▸ **WHAT YOU HAVE TO DO**
Format every line of the records below as a JSON list of strings, one string per line and no blank lines. Leave the pictures out of the list.

[Some records]
* BEGIN *

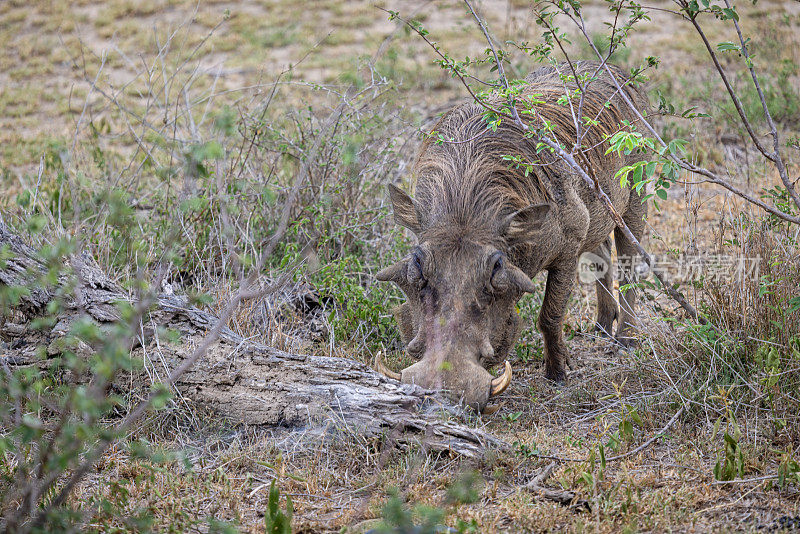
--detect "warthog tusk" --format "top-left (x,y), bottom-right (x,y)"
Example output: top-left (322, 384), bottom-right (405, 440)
top-left (375, 351), bottom-right (402, 380)
top-left (490, 360), bottom-right (511, 397)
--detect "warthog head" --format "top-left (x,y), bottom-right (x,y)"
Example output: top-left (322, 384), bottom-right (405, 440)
top-left (377, 186), bottom-right (550, 410)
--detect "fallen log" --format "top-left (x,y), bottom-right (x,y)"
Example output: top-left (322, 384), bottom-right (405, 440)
top-left (0, 223), bottom-right (506, 458)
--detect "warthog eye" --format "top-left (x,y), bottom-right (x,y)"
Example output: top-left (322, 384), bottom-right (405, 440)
top-left (489, 250), bottom-right (505, 289)
top-left (408, 252), bottom-right (428, 289)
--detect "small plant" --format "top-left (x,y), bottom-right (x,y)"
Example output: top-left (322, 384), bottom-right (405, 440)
top-left (714, 432), bottom-right (745, 480)
top-left (264, 480), bottom-right (294, 534)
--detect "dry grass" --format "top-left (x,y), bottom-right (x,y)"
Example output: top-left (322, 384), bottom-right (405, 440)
top-left (0, 0), bottom-right (800, 532)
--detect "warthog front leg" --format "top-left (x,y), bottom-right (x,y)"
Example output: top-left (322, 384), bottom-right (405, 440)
top-left (539, 258), bottom-right (578, 383)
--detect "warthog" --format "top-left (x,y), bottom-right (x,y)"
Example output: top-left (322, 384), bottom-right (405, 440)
top-left (377, 62), bottom-right (647, 409)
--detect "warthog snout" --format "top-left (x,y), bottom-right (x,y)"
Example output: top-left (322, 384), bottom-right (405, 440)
top-left (377, 184), bottom-right (536, 410)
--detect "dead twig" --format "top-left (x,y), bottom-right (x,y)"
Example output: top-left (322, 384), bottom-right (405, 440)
top-left (524, 462), bottom-right (591, 512)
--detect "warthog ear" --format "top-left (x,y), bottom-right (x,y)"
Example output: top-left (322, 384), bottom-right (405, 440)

* END *

▸ **REPLY TO THE TASK**
[
  "--detect \"warthog tusk\" --format \"top-left (x,y), bottom-right (x,y)\"",
  "Example output: top-left (322, 384), bottom-right (405, 440)",
  "top-left (375, 351), bottom-right (402, 380)",
  "top-left (490, 360), bottom-right (511, 397)",
  "--detect \"warthog head\" --format \"top-left (x,y), bottom-right (x,y)\"",
  "Example output: top-left (322, 384), bottom-right (405, 440)",
  "top-left (377, 186), bottom-right (550, 410)",
  "--detect \"fallen log\" --format \"top-left (x,y), bottom-right (x,y)\"",
  "Example output: top-left (322, 384), bottom-right (405, 440)",
  "top-left (0, 223), bottom-right (506, 458)",
  "--detect \"warthog eye\" --format \"top-left (x,y), bottom-right (x,y)\"",
  "Example output: top-left (322, 384), bottom-right (405, 440)",
  "top-left (489, 250), bottom-right (505, 289)",
  "top-left (408, 252), bottom-right (428, 289)",
  "--detect \"small plant\" --format \"top-left (x,y), bottom-right (x,y)\"",
  "Example output: top-left (322, 384), bottom-right (405, 440)",
  "top-left (714, 432), bottom-right (745, 480)",
  "top-left (264, 480), bottom-right (294, 534)",
  "--detect \"dry grass\" --format \"top-left (x,y), bottom-right (x,y)\"",
  "Example output: top-left (322, 384), bottom-right (405, 440)",
  "top-left (0, 0), bottom-right (800, 532)",
  "--detect \"warthog front leg\" --format \"top-left (x,y), bottom-right (x,y)\"",
  "Example output: top-left (322, 384), bottom-right (405, 440)",
  "top-left (539, 258), bottom-right (578, 383)",
  "--detect \"warthog\" --format \"top-left (x,y), bottom-right (x,y)\"",
  "Example output: top-left (322, 384), bottom-right (405, 440)",
  "top-left (377, 62), bottom-right (647, 409)",
  "--detect \"warthog snout\" --format \"top-left (x,y), bottom-right (x,y)\"",
  "Example output: top-left (322, 384), bottom-right (405, 440)",
  "top-left (377, 184), bottom-right (536, 410)",
  "--detect \"dead twig\" --format \"top-left (x,y), bottom-right (x,y)\"",
  "Example output: top-left (322, 384), bottom-right (405, 440)",
  "top-left (524, 462), bottom-right (591, 512)",
  "--detect \"warthog ear\" --format \"top-left (x,y), bottom-right (x,y)\"",
  "Example output: top-left (322, 384), bottom-right (405, 440)"
]